### The task
Can you copy the records from their first line through the line containing "top-left (9, 961), bottom-right (1000, 1128)", both included, with each answer coordinate increased by 117? Keep the request text, including its sample output coordinates, as it is.

........

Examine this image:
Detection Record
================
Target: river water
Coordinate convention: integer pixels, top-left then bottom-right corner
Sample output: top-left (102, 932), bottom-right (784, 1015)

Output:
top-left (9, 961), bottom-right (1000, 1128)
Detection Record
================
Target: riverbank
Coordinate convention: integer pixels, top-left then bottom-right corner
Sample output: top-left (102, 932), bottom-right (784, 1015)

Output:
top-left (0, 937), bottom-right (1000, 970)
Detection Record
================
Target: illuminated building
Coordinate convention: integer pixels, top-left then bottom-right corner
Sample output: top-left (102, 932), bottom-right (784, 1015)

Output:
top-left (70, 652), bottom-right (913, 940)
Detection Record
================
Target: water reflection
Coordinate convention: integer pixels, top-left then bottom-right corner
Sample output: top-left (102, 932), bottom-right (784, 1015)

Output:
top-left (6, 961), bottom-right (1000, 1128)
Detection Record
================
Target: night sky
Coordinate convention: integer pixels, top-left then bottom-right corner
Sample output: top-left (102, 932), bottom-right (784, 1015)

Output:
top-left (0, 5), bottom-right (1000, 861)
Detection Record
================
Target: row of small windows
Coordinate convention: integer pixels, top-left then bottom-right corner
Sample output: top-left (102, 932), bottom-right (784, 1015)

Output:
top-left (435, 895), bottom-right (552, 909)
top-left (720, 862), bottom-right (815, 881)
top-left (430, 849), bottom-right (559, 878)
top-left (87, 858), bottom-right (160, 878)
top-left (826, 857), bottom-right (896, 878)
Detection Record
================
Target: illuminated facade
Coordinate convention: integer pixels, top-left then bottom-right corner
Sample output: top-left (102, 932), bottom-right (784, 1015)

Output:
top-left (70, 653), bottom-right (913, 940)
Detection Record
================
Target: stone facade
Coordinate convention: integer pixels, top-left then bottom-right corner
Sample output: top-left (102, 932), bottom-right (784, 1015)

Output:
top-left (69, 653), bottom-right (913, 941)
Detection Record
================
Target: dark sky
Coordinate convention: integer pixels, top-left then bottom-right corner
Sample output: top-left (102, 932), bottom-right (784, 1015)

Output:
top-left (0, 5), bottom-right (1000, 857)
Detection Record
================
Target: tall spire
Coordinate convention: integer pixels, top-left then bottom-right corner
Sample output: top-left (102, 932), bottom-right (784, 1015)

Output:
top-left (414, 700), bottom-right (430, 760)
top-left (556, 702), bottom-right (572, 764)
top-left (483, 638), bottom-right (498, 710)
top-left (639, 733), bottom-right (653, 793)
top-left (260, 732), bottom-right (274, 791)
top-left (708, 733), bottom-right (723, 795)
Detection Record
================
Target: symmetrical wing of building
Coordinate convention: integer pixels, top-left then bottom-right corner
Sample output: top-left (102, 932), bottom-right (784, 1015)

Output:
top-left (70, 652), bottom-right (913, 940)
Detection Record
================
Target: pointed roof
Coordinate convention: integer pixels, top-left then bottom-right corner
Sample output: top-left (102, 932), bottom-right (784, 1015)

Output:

........

### Solution
Examine this image:
Detection Record
================
Target: river water
Coordinate convention: integer pixels, top-left then bottom-right corner
Sample output: top-left (102, 932), bottom-right (784, 1015)

Output:
top-left (126, 1078), bottom-right (1117, 1245)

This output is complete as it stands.